城山稲荷神社がお祭りする神様(御祭神)は何なのかが気になるところ。

また、どんな御利益(ごりやく)があるのでしょうか。

実は、稲荷神社は「ウカノミタマ (漢字表記:宇迦之御魂 ほか)」という神様を祭る神社なんです。
ですから城山稲荷神社もウカノミタマを祭っています。

ウカノミタマは、食物・穀物・農業の神様です。

そのため、五穀豊穣の御利益があり、さらにそこから広がって商売繁盛産業繁栄などの利益があるとされています。

なお「ウカ」とは古い日本語で「食べ物」の意味、「ミ(御)」は神聖な意味を表す接頭語、「タマ」は魂です。

つまり、ウカノミタマとは「食べ物の魂」ということ。

ちなみに、稲荷とは「いねなり=稲がなる」というのが由来です。
「いねなり」に稲荷・稲成・稲生・飯生などの漢字を当てて、さらに読み方が「いなり」に変化しました。

名前のとおり、元々は稲作の神様だったんですね。
それがいつしか、稲荷神と食物の神様であるウカノミタマが同じ神様とみなされるようになりました。

城山稲荷神社の歴史

城山稲荷神社は、現在は小さな神社ですが、古い歴史がある神社なんです。

ここからは、城山稲荷神社の歴史を紹介します。

アイビースクエアの東側はかつて山があった

現在のアイビースクエアの敷地の東半分にあたるところには、かつて小さな丘があり、森林になっていました。

城山稲荷神社への行き方:アイビースクエア前

かつて山だったアイビースクエア東部(正門付近)

その小さな丘は地名をとって「倉敷山」と呼ばれていました。

また、江戸時代初期に備中代官となった小堀 遠州(こぼり えんしゅう)が茶屋を建てたとの伝承もあることから「茶屋山」とも。

課題 A — 城山稲荷神社に関する文章のうち、「城山稲荷神社がお祭りする神様(御祭神)は何なのかが気になるところ。」から始まり「つまり、ウカノミタマとは「食べ物の魂」ということ。」で終わる部分を、一字も変えずに書き写してください。
課題 B — 城山稲荷神社に関する文章を、最後の文の後から書き継いでください。
次に示すデータは、城山稲荷神社に関する文章とは別の資料です。

提供データ —
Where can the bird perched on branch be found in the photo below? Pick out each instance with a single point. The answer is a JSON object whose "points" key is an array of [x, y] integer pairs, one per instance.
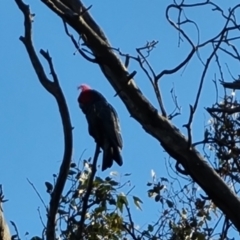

解答 A —
城山稲荷神社がお祭りする神様(御祭神)は何なのかが気になるところ。

また、どんな御利益(ごりやく)があるのでしょうか。

実は、稲荷神社は「ウカノミタマ (漢字表記:宇迦之御魂 ほか)」という神様を祭る神社なんです。
ですから城山稲荷神社もウカノミタマを祭っています。

ウカノミタマは、食物・穀物・農業の神様です。

そのため、五穀豊穣の御利益があり、さらにそこから広がって商売繁盛産業繁栄などの利益があるとされています。

なお「ウカ」とは古い日本語で「食べ物」の意味、「ミ(御)」は神聖な意味を表す接頭語、「タマ」は魂です。

つまり、ウカノミタマとは「食べ物の魂」ということ。

解答 B —
城山稲荷神社:城山推定場所

城山があったと推定される場所

実は、 この倉敷山にはかつて城が築かれていたんです。
そのため倉敷山は「城山」とも呼ばれていました(以降、城山で統一)。

城山には美観地区唯一とされる城があった

城山にあった城は、平安時代の前期におこった「藤原純友の乱」で活躍した小野 好古(おの よしふる)が、拠点のひとつとして建てたといわれています。

それ以降、小野氏の末裔が拠点としていました。

この城は「倉敷城」「倉敷山城」「小野城(おのがじょう、おのじょう)」などと呼ばれていました。

現在の倉敷市中心部(もともとの倉敷)にあった、唯一の城とされています。

城山稲荷神社の起源は戦国時代

戦国時代の明応2年(1493年)に、当時の城主だった小野 好信(おの よしのぶ)が、小野家の氏神(うじがみ = 一族の守護神)として現在の京都市にある伏見稲荷の分社として城山に神社を建てたのが、城山稲荷神社の起源とされています。

その後、江戸時代初期の元和5年(1619年)に「城山稲荷大明神」と名付けられ、やがていつしか現在の「城山稲荷神社」と呼ばれるようになりました。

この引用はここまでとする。